Start of Information given
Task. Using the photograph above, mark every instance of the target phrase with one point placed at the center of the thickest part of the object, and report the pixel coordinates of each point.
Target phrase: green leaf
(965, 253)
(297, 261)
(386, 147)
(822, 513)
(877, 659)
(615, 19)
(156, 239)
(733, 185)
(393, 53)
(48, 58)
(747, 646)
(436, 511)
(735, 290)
End of Information given
Start of Information given
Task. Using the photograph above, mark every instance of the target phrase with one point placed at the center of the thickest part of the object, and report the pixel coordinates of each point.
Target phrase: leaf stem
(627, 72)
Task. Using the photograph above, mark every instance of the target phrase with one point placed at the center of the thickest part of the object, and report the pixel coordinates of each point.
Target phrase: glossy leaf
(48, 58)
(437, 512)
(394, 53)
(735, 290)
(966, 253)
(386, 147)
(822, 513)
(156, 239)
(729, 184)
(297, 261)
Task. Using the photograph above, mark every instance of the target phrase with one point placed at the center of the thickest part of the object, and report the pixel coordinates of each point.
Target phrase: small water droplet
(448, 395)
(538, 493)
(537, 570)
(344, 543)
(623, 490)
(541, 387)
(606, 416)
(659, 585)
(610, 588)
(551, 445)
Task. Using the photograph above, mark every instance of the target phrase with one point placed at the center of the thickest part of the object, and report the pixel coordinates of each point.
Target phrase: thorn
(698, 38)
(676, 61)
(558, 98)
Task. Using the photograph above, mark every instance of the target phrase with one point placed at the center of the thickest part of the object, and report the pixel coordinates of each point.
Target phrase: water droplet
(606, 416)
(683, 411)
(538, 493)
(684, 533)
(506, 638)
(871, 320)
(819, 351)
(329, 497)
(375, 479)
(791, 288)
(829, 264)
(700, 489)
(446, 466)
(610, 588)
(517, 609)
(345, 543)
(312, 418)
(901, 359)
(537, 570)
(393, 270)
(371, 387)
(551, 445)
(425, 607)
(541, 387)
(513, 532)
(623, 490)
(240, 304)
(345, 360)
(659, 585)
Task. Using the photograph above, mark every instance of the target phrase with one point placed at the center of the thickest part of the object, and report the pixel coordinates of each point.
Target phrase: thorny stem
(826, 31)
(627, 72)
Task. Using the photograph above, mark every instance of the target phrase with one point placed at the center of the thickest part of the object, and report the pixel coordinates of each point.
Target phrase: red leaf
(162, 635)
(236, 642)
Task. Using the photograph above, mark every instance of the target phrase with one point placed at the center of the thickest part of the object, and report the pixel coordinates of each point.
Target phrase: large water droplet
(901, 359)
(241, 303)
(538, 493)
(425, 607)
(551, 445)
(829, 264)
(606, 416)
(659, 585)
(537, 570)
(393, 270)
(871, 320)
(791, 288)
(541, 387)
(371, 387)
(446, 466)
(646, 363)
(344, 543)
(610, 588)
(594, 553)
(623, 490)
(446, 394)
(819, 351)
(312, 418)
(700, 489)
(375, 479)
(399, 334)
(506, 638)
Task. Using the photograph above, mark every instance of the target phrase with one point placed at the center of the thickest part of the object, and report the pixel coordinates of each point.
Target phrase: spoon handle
End of Information given
Start of Information given
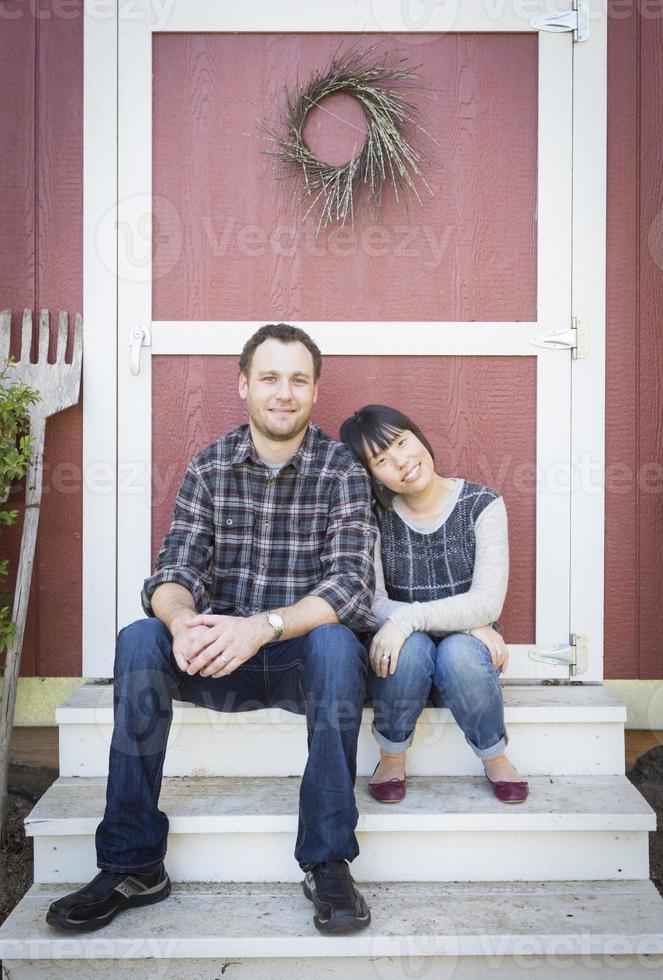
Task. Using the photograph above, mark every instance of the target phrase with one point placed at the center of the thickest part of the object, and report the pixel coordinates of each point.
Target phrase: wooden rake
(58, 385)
End of Information given
**Problem description:** Word for word, restate the lines above from the line containing "Target phrase: red leaf" through the line containing "Target phrase: spoon handle", with both included and nothing else.

**Expected output:**
Target phrase: red leaf
(162, 635)
(236, 642)
Task. Using the photograph above, mark every instance of the target phrase with one point placed at the center of the thickest part of the object, and report the pixel coordinates of each point.
Target phrase: large water droplet
(901, 359)
(241, 303)
(538, 493)
(425, 607)
(551, 445)
(829, 264)
(606, 416)
(659, 585)
(537, 570)
(393, 270)
(871, 320)
(791, 288)
(541, 387)
(371, 387)
(446, 466)
(646, 363)
(344, 543)
(610, 588)
(594, 553)
(623, 490)
(446, 394)
(819, 351)
(312, 418)
(700, 489)
(375, 479)
(399, 334)
(506, 638)
Task. Using the photograph above, mark every instance of the target phrase with one point placed at the center of the thickest part of the object, and report the pixel coordinates of each point.
Target phrase: spoon handle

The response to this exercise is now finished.